EXCERPTED RECORDS:
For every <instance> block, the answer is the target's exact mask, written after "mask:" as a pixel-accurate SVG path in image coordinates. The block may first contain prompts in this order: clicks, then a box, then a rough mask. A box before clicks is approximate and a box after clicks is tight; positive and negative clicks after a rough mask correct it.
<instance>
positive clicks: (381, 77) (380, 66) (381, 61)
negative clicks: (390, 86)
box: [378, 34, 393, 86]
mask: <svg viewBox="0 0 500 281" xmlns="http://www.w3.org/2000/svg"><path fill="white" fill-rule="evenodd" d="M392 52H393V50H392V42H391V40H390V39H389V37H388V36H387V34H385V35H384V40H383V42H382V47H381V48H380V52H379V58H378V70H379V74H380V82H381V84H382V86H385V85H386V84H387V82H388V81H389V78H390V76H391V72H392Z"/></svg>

WHAT THE TASK REQUIRES:
All lines above containing the string "instance": copy each one.

OUTPUT OF THE EXERCISE:
For every <instance> block, the answer is the target's exact mask, written after "mask:" as a pixel-accurate SVG path in image coordinates. The block may first contain prompts in this order: clicks, then a box, then a rough mask. A box before clicks is approximate and a box after clicks is tight; positive and negative clicks after a rough mask correct it.
<instance>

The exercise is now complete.